# The request:
Update these rows by replacing "query" with "prompt" everywhere it appears, and leave everything else unchanged.
=-=-=
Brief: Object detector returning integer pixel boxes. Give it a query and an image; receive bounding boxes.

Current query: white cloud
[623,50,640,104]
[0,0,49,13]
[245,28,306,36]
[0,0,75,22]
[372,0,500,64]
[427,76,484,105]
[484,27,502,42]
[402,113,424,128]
=-=-=
# Reply to the exercise:
Brief: Object detector returning integer pixel boxes. Give it a prompt and an image; receive bounding boxes.

Current prompt: white cloud
[623,50,640,104]
[0,0,49,13]
[245,28,306,36]
[0,0,75,22]
[372,0,500,64]
[427,76,484,105]
[484,27,502,42]
[402,113,424,128]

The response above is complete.